### Prompt
From the listing below, keep only the lines that contain the string "every". Matching is case-sensitive.
* begin *
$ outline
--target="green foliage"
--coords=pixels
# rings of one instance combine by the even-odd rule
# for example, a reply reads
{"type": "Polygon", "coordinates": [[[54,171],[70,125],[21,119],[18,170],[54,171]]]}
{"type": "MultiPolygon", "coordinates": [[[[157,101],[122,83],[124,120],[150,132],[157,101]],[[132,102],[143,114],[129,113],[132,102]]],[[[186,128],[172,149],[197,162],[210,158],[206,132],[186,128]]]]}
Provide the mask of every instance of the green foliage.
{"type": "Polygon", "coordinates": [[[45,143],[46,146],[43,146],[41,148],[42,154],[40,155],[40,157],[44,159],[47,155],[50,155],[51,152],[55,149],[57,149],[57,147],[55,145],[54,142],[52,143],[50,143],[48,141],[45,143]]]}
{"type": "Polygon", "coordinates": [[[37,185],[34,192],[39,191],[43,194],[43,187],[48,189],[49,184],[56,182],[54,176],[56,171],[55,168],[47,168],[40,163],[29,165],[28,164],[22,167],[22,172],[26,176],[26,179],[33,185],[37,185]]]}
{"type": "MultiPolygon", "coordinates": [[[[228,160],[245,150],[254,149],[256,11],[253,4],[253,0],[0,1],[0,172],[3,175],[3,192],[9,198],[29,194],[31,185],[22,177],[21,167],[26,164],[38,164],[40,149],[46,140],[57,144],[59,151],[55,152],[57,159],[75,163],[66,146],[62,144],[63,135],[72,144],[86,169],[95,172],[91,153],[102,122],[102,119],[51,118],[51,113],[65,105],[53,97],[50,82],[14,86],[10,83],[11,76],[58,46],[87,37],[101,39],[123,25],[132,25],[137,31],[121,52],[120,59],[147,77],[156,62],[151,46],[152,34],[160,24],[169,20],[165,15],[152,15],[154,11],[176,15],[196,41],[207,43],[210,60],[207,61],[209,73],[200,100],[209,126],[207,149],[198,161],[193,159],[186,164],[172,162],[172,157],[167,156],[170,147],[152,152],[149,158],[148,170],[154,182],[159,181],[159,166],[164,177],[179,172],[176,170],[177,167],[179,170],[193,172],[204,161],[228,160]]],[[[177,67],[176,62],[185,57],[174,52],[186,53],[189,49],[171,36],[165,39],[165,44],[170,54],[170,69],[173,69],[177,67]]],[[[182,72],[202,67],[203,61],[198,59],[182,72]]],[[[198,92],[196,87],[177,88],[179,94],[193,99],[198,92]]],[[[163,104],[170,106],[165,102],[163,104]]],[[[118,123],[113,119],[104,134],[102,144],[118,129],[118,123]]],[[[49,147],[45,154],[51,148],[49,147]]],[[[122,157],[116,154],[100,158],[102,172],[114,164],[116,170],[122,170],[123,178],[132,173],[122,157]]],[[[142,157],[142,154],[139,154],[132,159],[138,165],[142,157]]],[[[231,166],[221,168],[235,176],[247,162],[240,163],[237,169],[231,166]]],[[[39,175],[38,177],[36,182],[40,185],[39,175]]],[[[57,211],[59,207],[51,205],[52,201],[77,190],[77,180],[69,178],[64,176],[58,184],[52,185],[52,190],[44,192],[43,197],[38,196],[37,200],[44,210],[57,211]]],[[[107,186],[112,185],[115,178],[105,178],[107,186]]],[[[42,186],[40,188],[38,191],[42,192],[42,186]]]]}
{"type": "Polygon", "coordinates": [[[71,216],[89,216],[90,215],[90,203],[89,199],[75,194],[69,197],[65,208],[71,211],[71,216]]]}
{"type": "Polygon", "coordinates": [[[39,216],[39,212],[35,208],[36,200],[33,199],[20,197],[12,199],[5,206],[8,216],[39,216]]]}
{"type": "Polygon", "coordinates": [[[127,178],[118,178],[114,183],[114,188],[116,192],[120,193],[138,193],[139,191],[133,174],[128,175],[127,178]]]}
* end *
* begin *
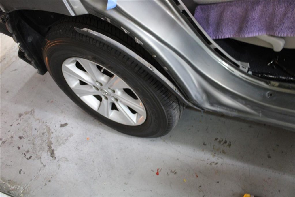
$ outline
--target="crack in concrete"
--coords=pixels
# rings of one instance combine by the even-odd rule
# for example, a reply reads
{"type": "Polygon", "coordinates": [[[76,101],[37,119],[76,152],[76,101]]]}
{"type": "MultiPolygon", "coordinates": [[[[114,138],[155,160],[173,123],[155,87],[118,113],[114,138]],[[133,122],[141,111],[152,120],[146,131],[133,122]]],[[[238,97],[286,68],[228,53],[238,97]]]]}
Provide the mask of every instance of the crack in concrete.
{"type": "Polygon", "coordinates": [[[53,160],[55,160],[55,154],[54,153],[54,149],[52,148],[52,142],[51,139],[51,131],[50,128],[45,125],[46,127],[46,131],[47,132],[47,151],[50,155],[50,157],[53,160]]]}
* end *
### Response to this exercise
Provide the mask of every instance of the green foliage.
Provide the mask of every instance of the crack in concrete.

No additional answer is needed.